**REQUIRED WORK**
Scale the material below from its first line through the line containing "[81,325,1024,674]", both included, writing out every line again with the requests unchanged. Multiply each bounding-box coordinate in the answers by 1.3 and round it to a whole number, with halves rounded up.

(Data records)
* Begin *

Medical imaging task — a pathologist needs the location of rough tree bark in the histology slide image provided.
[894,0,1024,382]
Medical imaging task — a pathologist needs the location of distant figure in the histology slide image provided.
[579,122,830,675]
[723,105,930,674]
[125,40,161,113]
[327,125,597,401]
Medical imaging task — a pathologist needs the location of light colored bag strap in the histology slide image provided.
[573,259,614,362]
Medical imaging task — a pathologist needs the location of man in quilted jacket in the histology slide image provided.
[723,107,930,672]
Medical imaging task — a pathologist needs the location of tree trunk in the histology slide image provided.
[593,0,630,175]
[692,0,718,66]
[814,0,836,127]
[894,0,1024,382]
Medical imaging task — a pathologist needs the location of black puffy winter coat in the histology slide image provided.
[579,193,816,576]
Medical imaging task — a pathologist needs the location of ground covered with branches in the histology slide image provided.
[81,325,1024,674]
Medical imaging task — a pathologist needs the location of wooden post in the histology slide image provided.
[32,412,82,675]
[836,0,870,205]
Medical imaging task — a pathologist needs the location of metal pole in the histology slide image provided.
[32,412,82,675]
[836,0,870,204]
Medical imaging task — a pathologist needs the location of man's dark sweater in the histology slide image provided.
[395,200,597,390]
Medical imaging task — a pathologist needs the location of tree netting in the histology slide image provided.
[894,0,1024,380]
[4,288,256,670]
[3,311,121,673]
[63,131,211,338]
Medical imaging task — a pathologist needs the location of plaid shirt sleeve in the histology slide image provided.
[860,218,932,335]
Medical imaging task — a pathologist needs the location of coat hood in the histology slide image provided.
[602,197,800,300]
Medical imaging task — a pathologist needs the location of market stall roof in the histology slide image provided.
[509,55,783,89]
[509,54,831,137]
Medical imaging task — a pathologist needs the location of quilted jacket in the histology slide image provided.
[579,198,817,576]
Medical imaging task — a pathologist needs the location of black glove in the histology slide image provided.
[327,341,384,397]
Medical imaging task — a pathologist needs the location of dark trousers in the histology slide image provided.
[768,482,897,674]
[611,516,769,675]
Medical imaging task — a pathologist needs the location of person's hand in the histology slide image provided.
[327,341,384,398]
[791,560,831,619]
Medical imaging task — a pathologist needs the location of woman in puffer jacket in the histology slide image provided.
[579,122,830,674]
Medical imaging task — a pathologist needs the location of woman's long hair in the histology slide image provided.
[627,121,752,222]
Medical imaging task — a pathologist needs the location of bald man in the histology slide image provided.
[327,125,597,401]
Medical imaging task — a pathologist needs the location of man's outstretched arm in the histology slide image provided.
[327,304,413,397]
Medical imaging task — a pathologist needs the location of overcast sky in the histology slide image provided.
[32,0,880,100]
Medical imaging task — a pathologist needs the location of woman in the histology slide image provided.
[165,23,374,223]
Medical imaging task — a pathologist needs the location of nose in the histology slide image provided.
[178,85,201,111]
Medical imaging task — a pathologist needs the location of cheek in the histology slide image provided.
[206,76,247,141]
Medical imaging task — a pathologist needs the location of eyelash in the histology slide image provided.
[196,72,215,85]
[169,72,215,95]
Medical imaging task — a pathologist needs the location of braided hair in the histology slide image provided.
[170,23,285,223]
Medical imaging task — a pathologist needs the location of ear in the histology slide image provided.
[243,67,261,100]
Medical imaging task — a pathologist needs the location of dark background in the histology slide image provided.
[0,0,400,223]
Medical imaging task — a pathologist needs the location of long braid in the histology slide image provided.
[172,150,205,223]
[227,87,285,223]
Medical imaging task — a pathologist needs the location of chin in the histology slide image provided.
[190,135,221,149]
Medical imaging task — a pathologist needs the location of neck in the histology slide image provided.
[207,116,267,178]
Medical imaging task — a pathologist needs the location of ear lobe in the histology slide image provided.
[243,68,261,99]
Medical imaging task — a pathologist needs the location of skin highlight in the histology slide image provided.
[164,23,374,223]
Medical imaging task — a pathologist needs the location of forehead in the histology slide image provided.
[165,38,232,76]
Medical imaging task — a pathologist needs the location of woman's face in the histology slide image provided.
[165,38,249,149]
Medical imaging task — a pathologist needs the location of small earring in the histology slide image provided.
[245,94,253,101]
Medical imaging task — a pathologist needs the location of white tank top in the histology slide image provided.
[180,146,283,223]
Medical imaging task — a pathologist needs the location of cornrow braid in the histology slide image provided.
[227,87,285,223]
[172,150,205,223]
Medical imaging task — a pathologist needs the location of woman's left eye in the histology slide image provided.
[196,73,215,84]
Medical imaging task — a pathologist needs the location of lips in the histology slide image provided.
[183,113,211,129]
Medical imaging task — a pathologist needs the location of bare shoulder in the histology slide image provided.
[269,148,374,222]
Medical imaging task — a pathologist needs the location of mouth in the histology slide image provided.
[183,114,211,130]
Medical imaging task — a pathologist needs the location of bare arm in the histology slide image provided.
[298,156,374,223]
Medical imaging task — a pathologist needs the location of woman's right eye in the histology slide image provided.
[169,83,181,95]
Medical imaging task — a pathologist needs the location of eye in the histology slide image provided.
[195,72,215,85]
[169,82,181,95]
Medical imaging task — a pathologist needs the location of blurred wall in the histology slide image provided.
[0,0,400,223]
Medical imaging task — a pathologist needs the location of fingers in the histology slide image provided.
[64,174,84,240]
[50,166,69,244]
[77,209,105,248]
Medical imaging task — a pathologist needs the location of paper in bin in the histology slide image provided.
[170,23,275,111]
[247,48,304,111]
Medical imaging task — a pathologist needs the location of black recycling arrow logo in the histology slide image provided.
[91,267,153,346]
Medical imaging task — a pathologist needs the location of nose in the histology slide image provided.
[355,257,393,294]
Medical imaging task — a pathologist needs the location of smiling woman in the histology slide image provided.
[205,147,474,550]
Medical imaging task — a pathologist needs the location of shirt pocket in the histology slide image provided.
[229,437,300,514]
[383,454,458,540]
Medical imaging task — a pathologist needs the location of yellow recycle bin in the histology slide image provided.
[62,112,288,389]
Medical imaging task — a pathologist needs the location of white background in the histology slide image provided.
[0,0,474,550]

* End *

**CORRECT RESULT**
Medical imaging task — a pathologist needs the location of rough tree bark in the histology slide image provided.
[1162,0,1331,497]
Medical imaging task — a pathologist needs the location of distant figure in the histology slide image provided.
[753,159,1079,878]
[940,137,1209,876]
[163,52,209,147]
[425,163,776,521]
Medical imaging task — a pathologist needs the location of light colored bag strap in the histology slide image provided.
[745,337,798,471]
Medical imaging task — a pathologist needs the location of man in quilted jacket in the histology slide image provided.
[940,139,1209,874]
Medical imaging task — a pathologist needs the location of tree trunk in the histology slide image provided.
[771,0,819,228]
[900,0,933,86]
[1058,0,1087,165]
[1162,0,1331,497]
Medical imaging task — a pathologist needs the location of black puffy winter coat in the histology slide image provided.
[753,251,1061,749]
Medical imaging task — a pathologist needs the location of ground covered with branches in the histology slide image provided.
[105,423,1331,876]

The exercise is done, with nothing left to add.